CHALLENGE:
Copy the following lines word for word, with nothing changed, added, or left out.

INFORMATION SHOWN:
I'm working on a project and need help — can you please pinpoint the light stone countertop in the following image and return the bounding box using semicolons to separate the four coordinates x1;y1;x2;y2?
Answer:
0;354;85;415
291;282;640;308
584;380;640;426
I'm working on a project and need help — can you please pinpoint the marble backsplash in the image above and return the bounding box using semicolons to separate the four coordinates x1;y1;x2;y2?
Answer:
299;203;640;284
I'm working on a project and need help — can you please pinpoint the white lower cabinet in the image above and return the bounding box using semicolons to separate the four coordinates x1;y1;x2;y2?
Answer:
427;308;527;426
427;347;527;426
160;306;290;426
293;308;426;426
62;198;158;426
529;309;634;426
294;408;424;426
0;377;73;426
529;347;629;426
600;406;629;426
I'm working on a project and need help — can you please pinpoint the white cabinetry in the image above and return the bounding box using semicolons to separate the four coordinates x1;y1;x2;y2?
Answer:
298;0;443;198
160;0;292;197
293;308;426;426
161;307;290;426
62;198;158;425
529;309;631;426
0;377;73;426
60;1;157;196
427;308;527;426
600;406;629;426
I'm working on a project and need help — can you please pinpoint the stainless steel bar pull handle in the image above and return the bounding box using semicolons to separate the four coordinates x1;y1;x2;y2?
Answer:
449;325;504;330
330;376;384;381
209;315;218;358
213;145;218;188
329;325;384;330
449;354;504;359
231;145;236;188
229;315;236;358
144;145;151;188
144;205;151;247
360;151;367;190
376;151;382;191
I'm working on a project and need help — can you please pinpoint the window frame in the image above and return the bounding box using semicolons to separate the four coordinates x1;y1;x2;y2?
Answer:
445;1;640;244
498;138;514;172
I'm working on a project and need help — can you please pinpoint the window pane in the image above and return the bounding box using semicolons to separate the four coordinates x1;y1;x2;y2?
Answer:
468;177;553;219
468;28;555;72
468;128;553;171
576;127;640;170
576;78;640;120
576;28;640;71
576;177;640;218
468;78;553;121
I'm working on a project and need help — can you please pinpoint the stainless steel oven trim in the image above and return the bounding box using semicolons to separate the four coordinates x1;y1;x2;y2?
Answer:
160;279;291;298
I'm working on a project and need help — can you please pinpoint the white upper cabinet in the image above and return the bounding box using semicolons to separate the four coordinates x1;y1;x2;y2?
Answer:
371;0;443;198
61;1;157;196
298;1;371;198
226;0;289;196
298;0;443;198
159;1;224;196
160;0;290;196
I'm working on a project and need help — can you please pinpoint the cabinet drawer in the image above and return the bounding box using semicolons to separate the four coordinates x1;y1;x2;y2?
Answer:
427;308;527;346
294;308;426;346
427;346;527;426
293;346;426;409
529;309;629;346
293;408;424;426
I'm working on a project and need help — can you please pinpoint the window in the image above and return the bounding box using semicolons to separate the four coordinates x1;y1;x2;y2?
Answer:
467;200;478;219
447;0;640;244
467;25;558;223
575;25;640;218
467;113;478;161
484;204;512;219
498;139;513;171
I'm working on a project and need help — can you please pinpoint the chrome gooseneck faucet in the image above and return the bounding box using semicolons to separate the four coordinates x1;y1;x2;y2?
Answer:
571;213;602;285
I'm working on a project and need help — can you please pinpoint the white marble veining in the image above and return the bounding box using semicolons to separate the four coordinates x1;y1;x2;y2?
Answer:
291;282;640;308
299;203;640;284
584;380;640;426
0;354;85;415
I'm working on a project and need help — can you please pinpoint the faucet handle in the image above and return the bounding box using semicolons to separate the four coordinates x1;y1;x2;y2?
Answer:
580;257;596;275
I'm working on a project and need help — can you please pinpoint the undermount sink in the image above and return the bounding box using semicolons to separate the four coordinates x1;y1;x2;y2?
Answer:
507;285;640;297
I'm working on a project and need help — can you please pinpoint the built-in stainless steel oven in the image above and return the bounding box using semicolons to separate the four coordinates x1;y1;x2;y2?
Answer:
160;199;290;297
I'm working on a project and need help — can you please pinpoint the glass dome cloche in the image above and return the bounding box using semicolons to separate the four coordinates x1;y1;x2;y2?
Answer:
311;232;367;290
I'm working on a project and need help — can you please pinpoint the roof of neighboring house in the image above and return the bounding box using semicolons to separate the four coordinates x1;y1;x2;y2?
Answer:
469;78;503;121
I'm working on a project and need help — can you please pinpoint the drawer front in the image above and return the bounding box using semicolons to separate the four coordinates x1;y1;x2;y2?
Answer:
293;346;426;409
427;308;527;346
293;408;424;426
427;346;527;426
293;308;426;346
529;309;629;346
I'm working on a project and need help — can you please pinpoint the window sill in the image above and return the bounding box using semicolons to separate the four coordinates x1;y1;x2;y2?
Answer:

SOLUTION:
I'm working on a project and need help — can you please pinpoint the light stone countertop in the following image and return the bounding box using semicolons to separate the four coordinates x1;y1;x2;y2?
Answer:
0;354;85;415
291;282;640;308
584;380;640;426
I'm working on a project and need help — can you please pinpoint the marble backsplash in the image above and return the bounding box using semicolons to separate the four coordinates x1;y1;x2;y2?
Answer:
299;203;640;284
I'm working on a project and need help — can you please pinpoint the white lower cabinet in the image above and return the bounding box using semicolons to separate the four coordinates x1;y1;x2;y2?
Answer:
427;308;527;426
427;347;527;426
160;306;290;426
293;308;426;426
62;198;158;426
529;309;634;426
294;408;424;426
0;377;73;426
529;347;629;426
600;406;629;426
I'm working on a project and need help — can you please pinpoint the white cabinetry in the image above and return the bounding box using semicolons to separate the four coordinates x1;y1;x2;y2?
Answer:
298;0;443;198
160;0;292;197
293;308;426;426
161;307;290;426
62;198;158;425
529;309;631;426
0;377;73;426
60;1;157;196
427;308;527;426
600;406;629;426
I'm working on a project and need help — can you please pinpoint the stainless steel bar pull handle in the image above and return the bounding box using semicolons to separate the four coordinates x1;y1;x2;y2?
Answer:
449;325;504;330
330;376;384;381
209;315;218;358
213;145;218;188
329;325;384;330
449;354;504;359
231;145;236;188
229;315;236;358
144;145;151;188
144;205;151;247
360;151;367;190
376;151;382;191
I'm working on a project and need help — can you please pinpoint the window frame in the image above and return the bounding box using semicolons to separate the four coordinates x1;y1;x2;y2?
Answer:
445;1;640;244
498;138;514;172
I'm working on a project and need help — can you please pinpoint the window pane in the image above and return the bounding box using semicolons to separate the four coordinates x1;y1;x2;y2?
Answer:
468;177;553;219
468;28;555;72
468;128;553;171
576;127;640;170
576;78;640;120
576;28;640;71
576;177;640;218
468;78;553;121
I'm working on a project and need help — can you please pinpoint the stainless steel oven trim in the image above and return the bounding box using semicolons to separate the four coordinates x1;y1;x2;y2?
Answer:
160;279;291;298
I'm working on a project and need help — can you please pinpoint the white upper cabinet in the image above and return the bounding box using semicolons to separate the four coordinates x1;y1;x2;y2?
Answer:
371;0;443;198
61;1;157;196
298;1;371;198
226;0;289;196
298;0;443;198
159;1;224;196
160;0;290;196
I'm working on a project and need help — can you please pinpoint the cabinet drawer in the image above and return the bounding box using semicolons to separate the four coordinates x1;y1;x2;y2?
Answer:
427;308;527;346
294;308;426;346
427;346;527;426
293;346;426;409
529;309;629;346
293;408;424;426
I'm working on a project and need help — can you please pinpoint the window in the image above and return the bounding box using semicolons to separate the four coordinates x1;y1;x2;y2?
Answer:
467;200;478;219
447;0;640;244
467;25;558;223
575;25;640;218
467;113;478;161
484;204;512;219
498;139;513;171
I'm working on a project and need help — can you please pinpoint the chrome gooseneck faucet in the image above and return the bounding box using semicolons to separate the four coordinates x1;y1;x2;y2?
Answer:
571;213;602;285
I'm working on a project and need help — can you please pinpoint the white marble veining in the image above and return the bounding box using semicolons to separate the four coordinates x1;y1;x2;y2?
Answer:
291;282;640;308
299;203;640;284
584;380;640;426
0;354;85;415
I'm working on a project and need help — can you please pinpoint the faucet handle in the image above and return the bounding box using semicolons to separate the four coordinates x1;y1;x2;y2?
Answer:
580;257;596;275
I'm working on a project and need help — can you please pinpoint the undermount sink in the image above and return the bounding box using semicolons to separate the four coordinates x1;y1;x2;y2?
Answer:
507;285;640;297
I'm working on a project and need help — can you please pinpoint the built-in stainless steel oven in the image above and return the bounding box using semicolons to separate the four coordinates x1;y1;x2;y2?
Answer:
160;199;290;297
I'm working on a project and need help — can you please pinpoint the glass dome cloche in the image above and return the bounding box using semicolons to separate the four coordinates x1;y1;x2;y2?
Answer:
311;232;367;290
I'm working on a project and need help — can you please pinpoint the roof of neighboring house in the image above and return the bounding box using semicolons to separate the four coordinates x1;y1;x2;y2?
Answer:
469;78;503;121
I'm working on a project and need help — can you please pinpoint the drawer front in the image above and return the bounding box using semicolons to separate the four coordinates x1;y1;x2;y2?
Answer:
293;346;426;409
427;308;527;346
293;408;424;426
427;346;527;426
293;308;426;346
529;309;629;346
I'm working on a project and need help — can you please pinpoint the window sill in the image above and return the bounding box using semicolons to separate the four coordinates x1;y1;x2;y2?
Answer:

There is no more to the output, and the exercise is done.